TASK REQUIREMENTS =
A bare number is the expected answer: the count of lines in the records that contain the word "same".

MATERIALS PROVIDED =
--- START ---
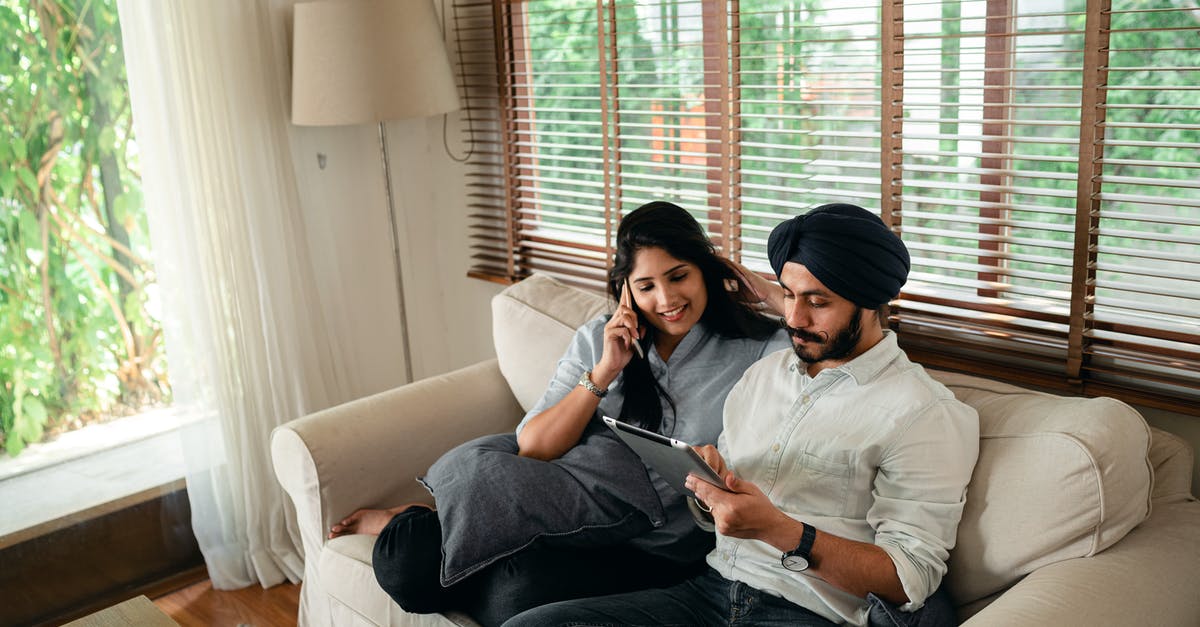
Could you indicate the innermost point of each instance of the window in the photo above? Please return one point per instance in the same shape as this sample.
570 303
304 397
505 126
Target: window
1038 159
--- END ---
--- START ---
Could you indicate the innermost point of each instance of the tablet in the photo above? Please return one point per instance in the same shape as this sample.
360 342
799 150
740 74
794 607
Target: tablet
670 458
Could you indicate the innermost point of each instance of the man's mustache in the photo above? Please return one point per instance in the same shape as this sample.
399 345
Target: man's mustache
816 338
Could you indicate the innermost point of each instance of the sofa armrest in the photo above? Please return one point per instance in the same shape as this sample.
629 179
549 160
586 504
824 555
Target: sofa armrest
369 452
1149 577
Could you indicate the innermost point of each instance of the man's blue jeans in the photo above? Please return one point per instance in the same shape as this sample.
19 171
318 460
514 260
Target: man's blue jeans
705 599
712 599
--- END ---
FINISHED EXERCISE =
5